BEGIN Given entries

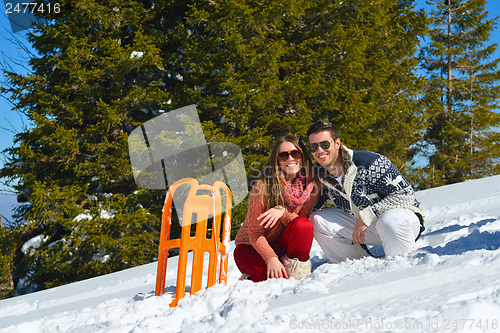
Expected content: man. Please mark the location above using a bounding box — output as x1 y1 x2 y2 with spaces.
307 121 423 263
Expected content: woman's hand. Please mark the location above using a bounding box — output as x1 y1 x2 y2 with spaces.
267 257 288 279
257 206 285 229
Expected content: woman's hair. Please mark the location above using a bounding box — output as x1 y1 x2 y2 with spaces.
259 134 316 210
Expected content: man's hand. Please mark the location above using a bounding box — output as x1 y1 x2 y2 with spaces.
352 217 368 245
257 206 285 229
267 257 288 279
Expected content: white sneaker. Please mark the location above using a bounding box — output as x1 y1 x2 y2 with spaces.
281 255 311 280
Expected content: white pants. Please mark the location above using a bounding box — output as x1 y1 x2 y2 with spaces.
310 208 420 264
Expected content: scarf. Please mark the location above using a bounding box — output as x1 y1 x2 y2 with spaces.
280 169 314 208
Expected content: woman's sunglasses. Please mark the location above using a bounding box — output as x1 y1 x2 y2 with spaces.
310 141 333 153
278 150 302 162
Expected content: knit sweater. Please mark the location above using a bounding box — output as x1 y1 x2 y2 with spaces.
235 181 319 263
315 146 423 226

END Given entries
BEGIN Given entries

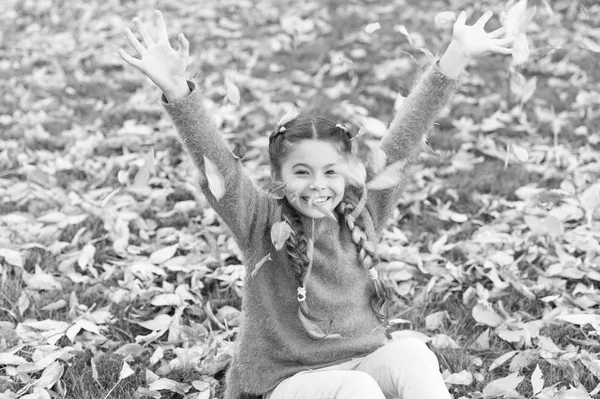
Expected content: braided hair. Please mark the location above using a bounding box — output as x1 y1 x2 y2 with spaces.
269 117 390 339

END Given entries
BEGIN Given entries

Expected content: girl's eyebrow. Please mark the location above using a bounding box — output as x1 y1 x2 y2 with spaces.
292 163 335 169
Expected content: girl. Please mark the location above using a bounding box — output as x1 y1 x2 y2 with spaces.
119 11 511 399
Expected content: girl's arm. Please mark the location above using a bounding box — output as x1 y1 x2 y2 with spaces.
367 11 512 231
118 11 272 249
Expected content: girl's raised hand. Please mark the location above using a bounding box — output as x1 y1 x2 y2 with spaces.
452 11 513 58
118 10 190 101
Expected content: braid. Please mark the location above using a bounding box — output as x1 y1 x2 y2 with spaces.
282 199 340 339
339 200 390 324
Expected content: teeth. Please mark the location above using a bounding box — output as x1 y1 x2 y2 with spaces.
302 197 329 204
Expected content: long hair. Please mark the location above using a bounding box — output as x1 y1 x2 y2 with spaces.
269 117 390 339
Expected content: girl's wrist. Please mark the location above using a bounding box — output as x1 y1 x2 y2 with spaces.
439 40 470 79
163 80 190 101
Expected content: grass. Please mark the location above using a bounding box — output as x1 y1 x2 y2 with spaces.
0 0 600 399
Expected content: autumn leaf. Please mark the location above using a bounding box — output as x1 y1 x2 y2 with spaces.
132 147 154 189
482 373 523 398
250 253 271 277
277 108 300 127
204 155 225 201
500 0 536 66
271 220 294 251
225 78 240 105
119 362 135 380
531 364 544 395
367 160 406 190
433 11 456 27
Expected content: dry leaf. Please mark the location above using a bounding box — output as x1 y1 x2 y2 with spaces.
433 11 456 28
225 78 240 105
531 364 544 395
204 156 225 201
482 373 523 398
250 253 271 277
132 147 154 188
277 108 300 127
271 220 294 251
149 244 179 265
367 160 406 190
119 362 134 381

END Given entries

Problem statement>
Rescale the items above from the line with "Expected content: man." up to and including the line with "278 150 302 162". Write those lines out again with the requests included, and multiply every bounding-box coordinate by 1.6, rounding to whole numbers with halves rounded up.

Exercise response>
Expected content: man. Please mark the location above using a bounding box — output as x1 y1 x2 y2 with spaces.
491 194 677 421
Expected content: woman's hand. Please mark the location above using a bounding box — output as x1 y1 x2 y2 with spaces.
427 411 461 446
411 330 456 366
Expected content: woman's hair. Please mark the location above using a bounding box — output as x1 y1 x2 y2 with spaces.
414 214 506 336
Expected content: man's hand. Please mark the location above using a bounding box — output as x1 y1 x2 y2 with spaces.
563 347 589 392
411 330 456 366
427 411 461 446
Expected content: white sneaker. Please mark the location above using a bounding box — output as x1 y1 x2 y2 with spaces.
450 408 498 448
Expected content: white pants. Please mark the location above using a bounding box — output as x1 y1 x2 y2 with spaces.
496 333 672 422
Expected content: scarf. Please mark the location above using a bounding box — output as x1 y1 x2 y2 with spaces.
448 270 502 333
Expected content: woman's sunglasses. Please mark the location above using a bounding box — output as x1 y1 x2 y2 with spaces.
496 226 533 245
445 240 483 259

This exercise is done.